WHAT IS NEEDED: Find the line containing "Target: flower cluster" in the listing below; reproduce it and every line after, exactly. Skip pictures.

DATA:
--- START ---

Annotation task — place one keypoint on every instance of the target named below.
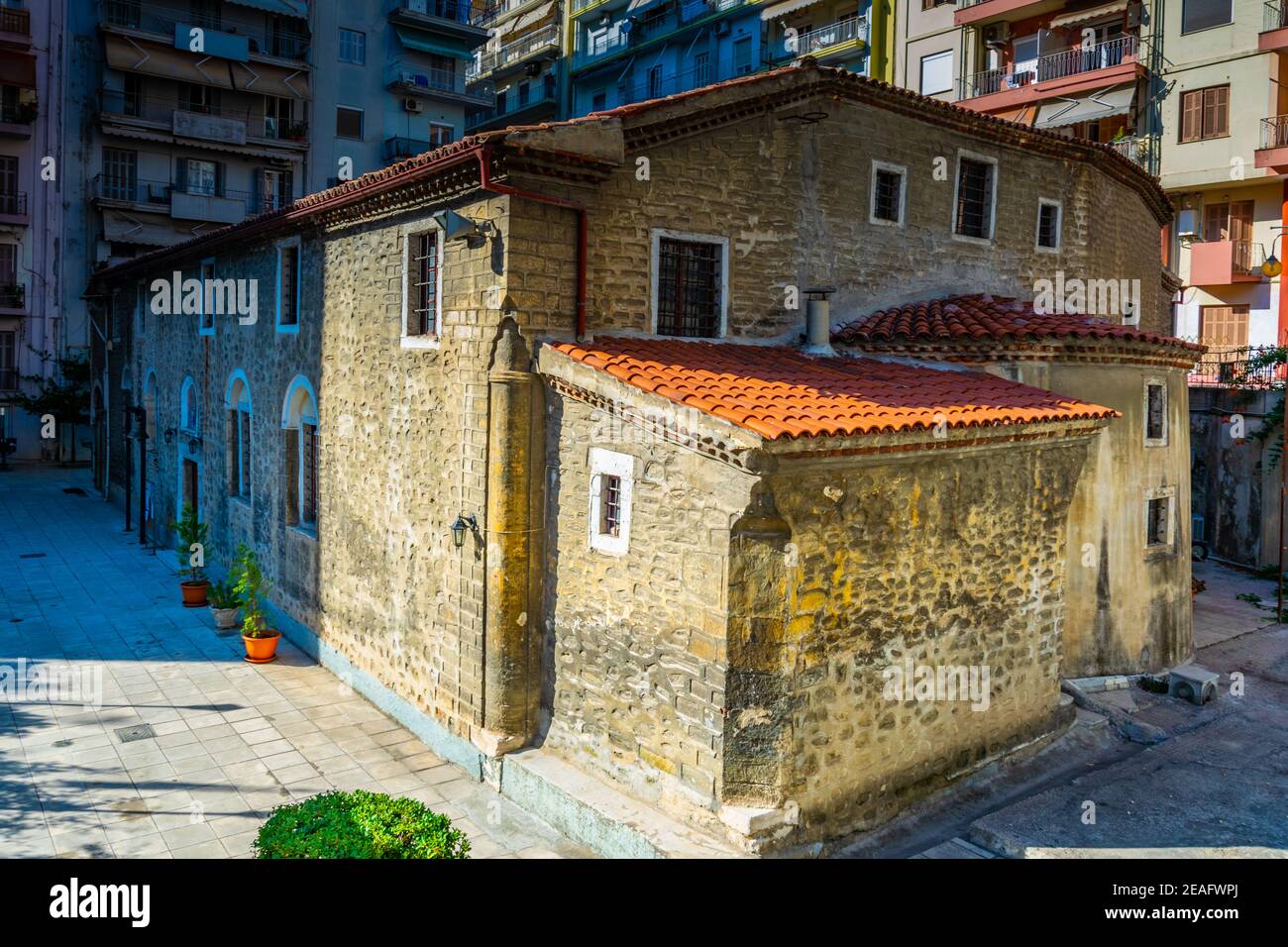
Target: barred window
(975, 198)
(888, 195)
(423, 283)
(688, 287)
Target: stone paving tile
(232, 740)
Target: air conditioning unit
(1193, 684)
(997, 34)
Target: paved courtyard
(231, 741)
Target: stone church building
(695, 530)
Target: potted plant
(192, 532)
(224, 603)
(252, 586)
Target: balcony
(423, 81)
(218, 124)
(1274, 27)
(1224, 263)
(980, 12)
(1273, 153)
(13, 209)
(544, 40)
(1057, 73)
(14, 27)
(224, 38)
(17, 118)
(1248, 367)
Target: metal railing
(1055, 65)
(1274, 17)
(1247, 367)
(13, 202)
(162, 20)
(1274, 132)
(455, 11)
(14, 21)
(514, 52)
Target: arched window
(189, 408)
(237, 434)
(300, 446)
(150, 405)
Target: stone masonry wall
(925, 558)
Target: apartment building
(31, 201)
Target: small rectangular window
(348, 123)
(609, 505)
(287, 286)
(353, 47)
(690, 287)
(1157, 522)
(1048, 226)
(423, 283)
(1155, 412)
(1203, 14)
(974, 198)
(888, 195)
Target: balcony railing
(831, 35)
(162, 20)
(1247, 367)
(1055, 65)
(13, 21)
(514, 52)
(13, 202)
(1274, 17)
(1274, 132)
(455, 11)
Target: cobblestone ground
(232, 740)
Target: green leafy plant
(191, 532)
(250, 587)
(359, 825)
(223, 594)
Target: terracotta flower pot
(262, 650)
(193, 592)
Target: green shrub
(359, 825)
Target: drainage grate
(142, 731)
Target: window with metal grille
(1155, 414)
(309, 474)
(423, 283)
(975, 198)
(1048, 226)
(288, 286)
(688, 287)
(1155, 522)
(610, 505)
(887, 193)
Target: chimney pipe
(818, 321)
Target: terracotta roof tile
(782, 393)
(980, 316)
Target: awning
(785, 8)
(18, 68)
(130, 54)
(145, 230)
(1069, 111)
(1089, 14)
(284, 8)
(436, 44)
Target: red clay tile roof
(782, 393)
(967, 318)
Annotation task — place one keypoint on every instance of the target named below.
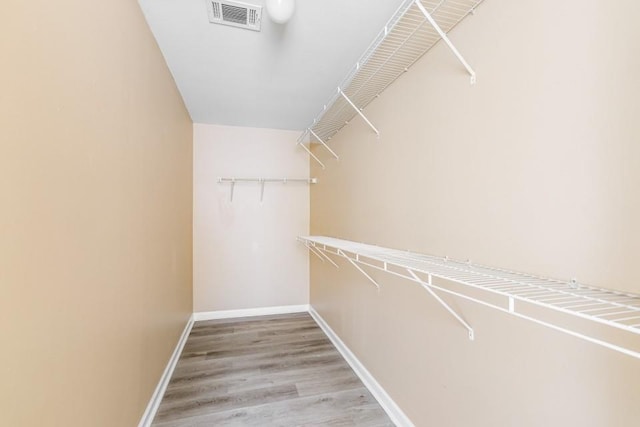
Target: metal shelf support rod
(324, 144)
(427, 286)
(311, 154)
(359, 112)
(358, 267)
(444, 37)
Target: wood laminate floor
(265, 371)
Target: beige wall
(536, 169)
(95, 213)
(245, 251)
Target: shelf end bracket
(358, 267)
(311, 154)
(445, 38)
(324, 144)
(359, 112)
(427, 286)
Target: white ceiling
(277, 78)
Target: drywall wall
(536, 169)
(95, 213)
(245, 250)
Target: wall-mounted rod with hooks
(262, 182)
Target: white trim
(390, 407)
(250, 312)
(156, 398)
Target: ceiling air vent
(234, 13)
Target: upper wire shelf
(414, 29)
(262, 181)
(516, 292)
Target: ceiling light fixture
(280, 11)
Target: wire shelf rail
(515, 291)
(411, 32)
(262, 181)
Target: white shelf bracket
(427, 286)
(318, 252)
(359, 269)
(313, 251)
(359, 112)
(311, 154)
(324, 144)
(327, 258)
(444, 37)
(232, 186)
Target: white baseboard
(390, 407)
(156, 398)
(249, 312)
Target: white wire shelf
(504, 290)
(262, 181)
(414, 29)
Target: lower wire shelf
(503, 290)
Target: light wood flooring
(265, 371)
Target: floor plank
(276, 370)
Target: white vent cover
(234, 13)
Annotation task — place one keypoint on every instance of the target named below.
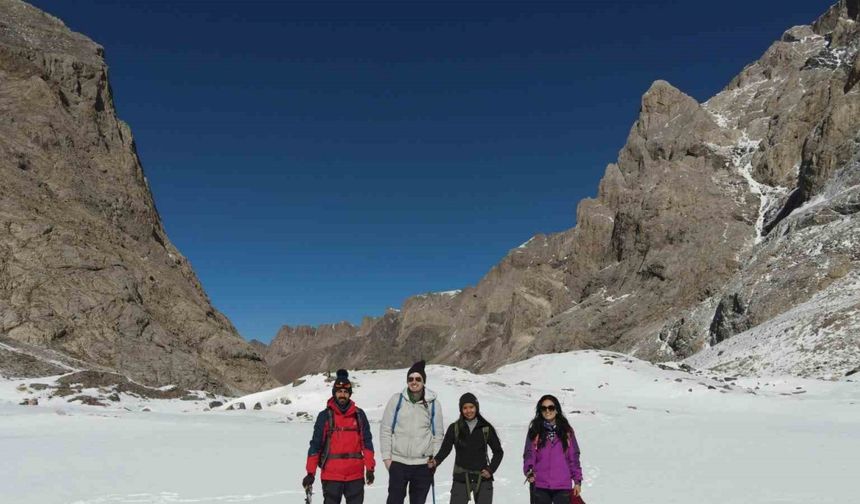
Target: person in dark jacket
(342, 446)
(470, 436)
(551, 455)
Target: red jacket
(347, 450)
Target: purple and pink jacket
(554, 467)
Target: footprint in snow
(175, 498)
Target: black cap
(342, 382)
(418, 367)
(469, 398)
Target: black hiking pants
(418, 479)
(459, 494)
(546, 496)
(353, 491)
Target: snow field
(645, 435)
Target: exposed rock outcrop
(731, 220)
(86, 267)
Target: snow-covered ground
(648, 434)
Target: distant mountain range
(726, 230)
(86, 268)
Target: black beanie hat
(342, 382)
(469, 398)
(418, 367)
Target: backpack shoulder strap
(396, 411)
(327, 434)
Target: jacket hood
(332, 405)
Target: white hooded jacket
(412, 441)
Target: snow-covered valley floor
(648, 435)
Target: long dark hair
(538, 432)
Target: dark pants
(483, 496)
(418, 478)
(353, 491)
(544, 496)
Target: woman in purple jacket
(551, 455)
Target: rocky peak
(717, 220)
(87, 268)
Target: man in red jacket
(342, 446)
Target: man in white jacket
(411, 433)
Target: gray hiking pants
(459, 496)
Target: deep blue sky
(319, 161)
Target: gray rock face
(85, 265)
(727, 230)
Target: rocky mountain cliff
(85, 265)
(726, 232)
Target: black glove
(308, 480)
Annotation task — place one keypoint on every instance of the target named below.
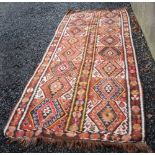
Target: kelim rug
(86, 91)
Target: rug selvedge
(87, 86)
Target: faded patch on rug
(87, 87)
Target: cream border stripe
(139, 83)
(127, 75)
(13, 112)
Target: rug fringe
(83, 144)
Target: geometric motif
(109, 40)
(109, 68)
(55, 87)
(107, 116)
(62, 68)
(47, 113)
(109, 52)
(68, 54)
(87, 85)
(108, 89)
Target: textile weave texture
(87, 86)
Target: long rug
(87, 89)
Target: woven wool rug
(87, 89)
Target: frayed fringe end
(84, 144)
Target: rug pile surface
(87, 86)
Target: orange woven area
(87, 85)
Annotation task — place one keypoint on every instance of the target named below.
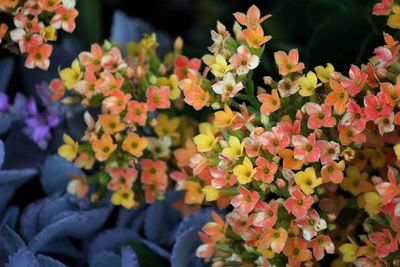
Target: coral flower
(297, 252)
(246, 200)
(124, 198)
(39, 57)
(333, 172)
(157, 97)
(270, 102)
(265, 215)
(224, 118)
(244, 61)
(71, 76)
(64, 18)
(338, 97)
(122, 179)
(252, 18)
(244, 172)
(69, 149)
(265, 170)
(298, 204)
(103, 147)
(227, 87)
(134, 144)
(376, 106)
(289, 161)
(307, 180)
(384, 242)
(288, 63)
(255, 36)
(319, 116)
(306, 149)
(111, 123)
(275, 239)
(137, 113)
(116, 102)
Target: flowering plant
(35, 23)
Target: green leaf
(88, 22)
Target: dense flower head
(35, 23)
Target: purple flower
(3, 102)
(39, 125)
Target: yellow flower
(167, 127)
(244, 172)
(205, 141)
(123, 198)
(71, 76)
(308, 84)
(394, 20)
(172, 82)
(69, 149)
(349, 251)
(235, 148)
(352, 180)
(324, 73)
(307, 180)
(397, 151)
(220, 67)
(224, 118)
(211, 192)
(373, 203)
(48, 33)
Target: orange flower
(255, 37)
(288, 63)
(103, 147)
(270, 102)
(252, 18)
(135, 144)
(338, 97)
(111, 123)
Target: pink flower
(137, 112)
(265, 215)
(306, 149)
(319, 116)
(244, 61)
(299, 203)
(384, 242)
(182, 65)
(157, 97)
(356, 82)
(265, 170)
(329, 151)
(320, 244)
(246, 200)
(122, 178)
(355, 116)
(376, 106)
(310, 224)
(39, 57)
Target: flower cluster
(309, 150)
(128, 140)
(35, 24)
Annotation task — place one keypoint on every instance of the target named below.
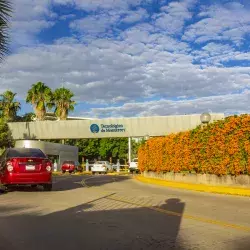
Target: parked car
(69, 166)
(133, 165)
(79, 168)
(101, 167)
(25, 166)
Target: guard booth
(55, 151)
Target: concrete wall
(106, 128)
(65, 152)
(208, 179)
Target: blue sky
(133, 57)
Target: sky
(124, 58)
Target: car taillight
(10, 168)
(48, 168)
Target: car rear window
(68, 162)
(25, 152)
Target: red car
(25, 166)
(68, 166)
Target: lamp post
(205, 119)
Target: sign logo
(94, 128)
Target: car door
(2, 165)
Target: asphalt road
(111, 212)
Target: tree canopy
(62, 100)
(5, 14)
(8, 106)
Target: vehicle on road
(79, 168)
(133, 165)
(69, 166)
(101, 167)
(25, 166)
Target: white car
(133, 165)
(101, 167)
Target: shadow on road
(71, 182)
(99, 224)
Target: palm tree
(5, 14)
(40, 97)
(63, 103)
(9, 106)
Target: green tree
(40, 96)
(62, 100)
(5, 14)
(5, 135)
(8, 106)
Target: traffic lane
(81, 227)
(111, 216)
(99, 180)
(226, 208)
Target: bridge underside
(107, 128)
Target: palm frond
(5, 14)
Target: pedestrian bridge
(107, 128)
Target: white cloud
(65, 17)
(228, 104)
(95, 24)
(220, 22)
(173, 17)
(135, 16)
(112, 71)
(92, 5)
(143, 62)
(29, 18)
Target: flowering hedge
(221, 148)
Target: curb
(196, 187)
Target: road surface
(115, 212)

--- END ---

COMPLETED EXERCISE:
Target: flower cluster
(309, 150)
(128, 140)
(35, 24)
Annotation task — place one keypoint on every instance of the target named below.
Target: parked car
(69, 166)
(133, 165)
(79, 168)
(101, 167)
(25, 166)
Target: guard booth
(55, 151)
Target: concrete wall
(106, 128)
(65, 152)
(208, 179)
Target: blue sky
(133, 57)
Target: sky
(124, 58)
Target: car taillight
(10, 168)
(48, 168)
Target: car rear window
(68, 162)
(25, 152)
Target: red car
(25, 166)
(68, 166)
Target: lamp post
(205, 119)
Target: sign logo
(94, 128)
Target: car door
(2, 165)
Target: asphalt road
(111, 212)
Target: tree canopy
(62, 100)
(5, 14)
(8, 106)
Target: vehicle on road
(79, 168)
(133, 165)
(69, 166)
(101, 167)
(25, 166)
Target: white car
(133, 165)
(101, 167)
Target: shadow on road
(71, 182)
(99, 224)
Target: palm tree
(5, 14)
(40, 97)
(63, 103)
(9, 106)
Target: green tree
(40, 96)
(62, 100)
(5, 14)
(5, 135)
(8, 106)
Target: traffic lane
(81, 227)
(111, 216)
(99, 180)
(226, 208)
Target: bridge underside
(107, 128)
Target: palm frond
(5, 14)
Target: pedestrian bridge
(107, 128)
Target: white cloud
(65, 17)
(228, 104)
(95, 24)
(220, 22)
(173, 17)
(135, 16)
(112, 71)
(92, 5)
(143, 62)
(29, 18)
Target: flowering hedge
(221, 148)
Target: curb
(196, 187)
Target: road surface
(115, 212)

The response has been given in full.